= Material provided =
════

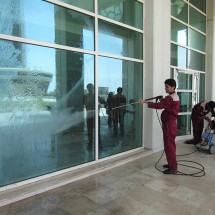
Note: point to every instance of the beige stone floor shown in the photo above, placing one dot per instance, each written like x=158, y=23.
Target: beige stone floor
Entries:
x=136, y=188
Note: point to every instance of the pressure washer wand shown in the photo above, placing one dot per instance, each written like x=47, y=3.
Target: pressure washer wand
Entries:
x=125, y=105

════

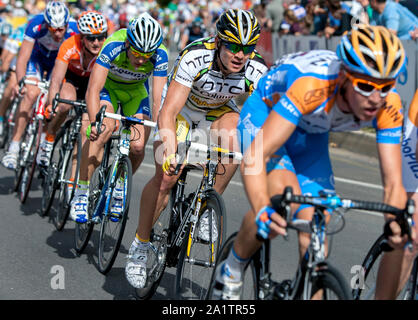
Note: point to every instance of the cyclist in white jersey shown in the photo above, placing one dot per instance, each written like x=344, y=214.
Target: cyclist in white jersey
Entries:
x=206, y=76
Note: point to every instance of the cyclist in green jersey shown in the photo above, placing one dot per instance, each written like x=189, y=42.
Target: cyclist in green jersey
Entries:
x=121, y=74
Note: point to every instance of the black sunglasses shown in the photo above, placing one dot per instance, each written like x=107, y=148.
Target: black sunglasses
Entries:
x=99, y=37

════

= Task goal =
Can you reproduce the data lines starting from the one containing "Note: point to every instance of the beige" and ending with the one containing "x=136, y=188", both included, and nothing else?

= Exercise response =
Note: point to every instance of the beige stone floor shown in the photo above, placing one dot per instance, each written like x=158, y=23.
Target: beige stone floor
Entries:
x=136, y=188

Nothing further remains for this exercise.